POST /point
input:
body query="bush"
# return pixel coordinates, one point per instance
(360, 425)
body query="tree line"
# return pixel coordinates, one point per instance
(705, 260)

Exercise directions — Please turn the records above into a Markdown table with the columns Row and Line, giving each line its own row number and leaving out blank lines.

Final result —
| Row | Line |
|---|---|
| 1 | POST /point |
| 2 | input: |
| 3 | body query="bush" |
| 4 | # return pixel coordinates, one point per instance |
| 5 | (360, 425) |
| 6 | body query="tree line" |
| 7 | # return pixel coordinates, one point per instance |
| 8 | (705, 260) |